#### Assignment:
From the line containing "The layout is" onward to the last line of the data below, copy each line exactly and add nothing.

(Records shown Opens)

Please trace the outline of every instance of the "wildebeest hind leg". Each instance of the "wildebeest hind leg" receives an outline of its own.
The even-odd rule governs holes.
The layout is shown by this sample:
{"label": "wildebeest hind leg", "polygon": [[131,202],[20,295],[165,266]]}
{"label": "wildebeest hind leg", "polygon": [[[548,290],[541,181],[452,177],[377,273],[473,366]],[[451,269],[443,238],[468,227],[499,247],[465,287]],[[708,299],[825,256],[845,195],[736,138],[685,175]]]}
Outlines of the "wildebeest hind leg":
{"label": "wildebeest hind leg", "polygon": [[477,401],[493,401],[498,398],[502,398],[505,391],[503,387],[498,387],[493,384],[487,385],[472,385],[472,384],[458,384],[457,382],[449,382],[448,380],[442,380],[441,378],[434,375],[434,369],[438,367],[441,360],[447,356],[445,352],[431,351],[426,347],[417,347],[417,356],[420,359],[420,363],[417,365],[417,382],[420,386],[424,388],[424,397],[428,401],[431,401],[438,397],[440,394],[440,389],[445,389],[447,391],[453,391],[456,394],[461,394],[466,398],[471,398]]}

(Records shown Closes)

#### Exercise answer:
The layout is shown by this sample:
{"label": "wildebeest hind leg", "polygon": [[131,202],[20,295],[165,266]]}
{"label": "wildebeest hind leg", "polygon": [[[548,290],[541,181],[452,177],[377,273],[473,366]],[[451,269],[443,238],[468,227],[499,247],[465,287]],[[708,299],[825,256],[845,195],[736,138],[685,175]]]}
Outlines of the "wildebeest hind leg":
{"label": "wildebeest hind leg", "polygon": [[477,401],[493,401],[498,398],[502,398],[505,391],[503,387],[498,387],[493,384],[487,385],[472,385],[472,384],[458,384],[457,382],[449,382],[448,380],[442,380],[441,378],[434,375],[434,369],[438,367],[441,360],[447,356],[445,352],[431,351],[426,347],[417,347],[417,356],[420,359],[420,363],[417,365],[417,382],[420,386],[424,388],[424,397],[428,401],[431,401],[438,397],[440,394],[440,389],[445,389],[447,391],[453,391],[456,394],[461,394],[466,398],[471,398]]}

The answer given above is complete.